Records for processing:
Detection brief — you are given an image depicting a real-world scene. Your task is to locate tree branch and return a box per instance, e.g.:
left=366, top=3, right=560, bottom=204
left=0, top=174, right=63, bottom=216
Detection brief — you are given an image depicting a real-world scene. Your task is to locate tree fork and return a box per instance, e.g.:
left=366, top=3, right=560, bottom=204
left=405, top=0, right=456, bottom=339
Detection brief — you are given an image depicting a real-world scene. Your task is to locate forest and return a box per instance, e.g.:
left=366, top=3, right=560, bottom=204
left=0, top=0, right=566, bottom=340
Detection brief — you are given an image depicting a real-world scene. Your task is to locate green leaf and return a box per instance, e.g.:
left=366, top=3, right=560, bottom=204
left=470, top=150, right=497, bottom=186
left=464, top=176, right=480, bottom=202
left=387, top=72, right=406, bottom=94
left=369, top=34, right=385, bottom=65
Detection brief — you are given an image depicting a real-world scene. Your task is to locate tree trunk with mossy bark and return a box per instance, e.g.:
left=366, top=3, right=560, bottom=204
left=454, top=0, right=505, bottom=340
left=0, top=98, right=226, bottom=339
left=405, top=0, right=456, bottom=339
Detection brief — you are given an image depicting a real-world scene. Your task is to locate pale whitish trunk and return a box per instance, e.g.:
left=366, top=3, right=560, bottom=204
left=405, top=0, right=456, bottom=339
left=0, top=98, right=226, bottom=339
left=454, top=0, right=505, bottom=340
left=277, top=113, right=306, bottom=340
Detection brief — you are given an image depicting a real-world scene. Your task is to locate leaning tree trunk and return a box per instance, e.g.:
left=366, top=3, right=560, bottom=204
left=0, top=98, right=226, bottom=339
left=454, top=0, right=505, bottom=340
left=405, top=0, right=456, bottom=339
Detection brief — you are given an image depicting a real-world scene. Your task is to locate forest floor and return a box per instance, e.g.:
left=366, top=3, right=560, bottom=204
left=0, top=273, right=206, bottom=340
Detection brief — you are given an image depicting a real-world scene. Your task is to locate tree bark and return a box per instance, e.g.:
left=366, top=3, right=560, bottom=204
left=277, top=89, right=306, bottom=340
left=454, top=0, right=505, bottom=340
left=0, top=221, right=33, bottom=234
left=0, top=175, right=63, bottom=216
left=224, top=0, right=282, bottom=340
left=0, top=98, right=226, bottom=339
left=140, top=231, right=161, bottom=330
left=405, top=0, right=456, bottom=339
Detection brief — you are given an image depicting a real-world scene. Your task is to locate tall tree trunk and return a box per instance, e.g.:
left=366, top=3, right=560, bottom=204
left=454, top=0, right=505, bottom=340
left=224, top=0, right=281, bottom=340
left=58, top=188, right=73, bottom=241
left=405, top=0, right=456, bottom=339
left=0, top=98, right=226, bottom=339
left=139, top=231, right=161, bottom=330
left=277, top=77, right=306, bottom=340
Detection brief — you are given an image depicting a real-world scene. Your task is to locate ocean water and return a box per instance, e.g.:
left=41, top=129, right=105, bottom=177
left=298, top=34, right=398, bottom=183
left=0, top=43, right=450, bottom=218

Directions: Copy all of the records above word for word, changing nothing.

The completed task:
Detection brief — you are given an image depicting a real-world scene. Your task is to locate tree branch and return a box per instance, e.g.:
left=366, top=3, right=560, bottom=204
left=0, top=174, right=63, bottom=216
Detection brief — you are given an image depicting a real-world scene. Your task is to locate tree fork and return a box per instance, e.g.:
left=366, top=3, right=560, bottom=204
left=405, top=0, right=456, bottom=339
Detection brief — you are given an image depicting a real-world scene. Your task is to locate forest and return a box per instance, e.g.:
left=366, top=3, right=560, bottom=204
left=0, top=0, right=566, bottom=340
Detection brief — you are given an image depicting a real-world scene. Your task is to locate green leaf and return a box per instance, e.g.:
left=366, top=3, right=560, bottom=204
left=470, top=150, right=497, bottom=186
left=464, top=176, right=480, bottom=202
left=387, top=72, right=406, bottom=94
left=369, top=34, right=385, bottom=65
Detection brief — you are given an image depicting a real-world scene. Your task is to locate tree trunk with mossy bark and return a box per instance, e.g.:
left=366, top=3, right=560, bottom=204
left=454, top=0, right=505, bottom=340
left=0, top=98, right=226, bottom=339
left=405, top=0, right=456, bottom=339
Detection brief — you are given an image depicting a real-world scene. Your task is to locate pale whitish trunk and return a box per instance, e.g.:
left=366, top=3, right=560, bottom=204
left=405, top=0, right=456, bottom=339
left=0, top=98, right=226, bottom=339
left=454, top=0, right=505, bottom=340
left=277, top=113, right=306, bottom=340
Detection brief — you are given an image depicting a real-world scene. Your task is to locate leaning tree trunk and return a box per instance, e.g.:
left=366, top=3, right=560, bottom=204
left=0, top=98, right=226, bottom=339
left=454, top=0, right=505, bottom=340
left=405, top=0, right=456, bottom=339
Detection brief — you are given an image depicting a real-world scene. Your task is to locate forest floor and return a box per instance, e.g.:
left=366, top=3, right=560, bottom=204
left=0, top=273, right=206, bottom=340
Detection brief — you are given an image depicting a real-world scene. Your task is to locate tree bark and return a box per instance, e.g.:
left=366, top=3, right=560, bottom=204
left=277, top=89, right=306, bottom=340
left=454, top=0, right=505, bottom=340
left=0, top=221, right=33, bottom=234
left=0, top=175, right=63, bottom=216
left=224, top=0, right=282, bottom=340
left=0, top=98, right=226, bottom=339
left=140, top=231, right=161, bottom=330
left=405, top=0, right=456, bottom=339
Detection brief — you are given an image depicting a real-world scene. Your task is to locate tall tree trunk and return a box per instance, e.g.:
left=366, top=3, right=560, bottom=204
left=454, top=0, right=505, bottom=340
left=224, top=0, right=281, bottom=340
left=58, top=188, right=73, bottom=241
left=405, top=0, right=456, bottom=339
left=0, top=98, right=226, bottom=339
left=139, top=231, right=161, bottom=330
left=277, top=77, right=306, bottom=340
Detection brief — you are given an image depicting a real-world scene. Your task is to locate ocean water and return a box per instance, e.g.:
left=41, top=129, right=105, bottom=177
left=298, top=34, right=398, bottom=183
left=0, top=43, right=450, bottom=218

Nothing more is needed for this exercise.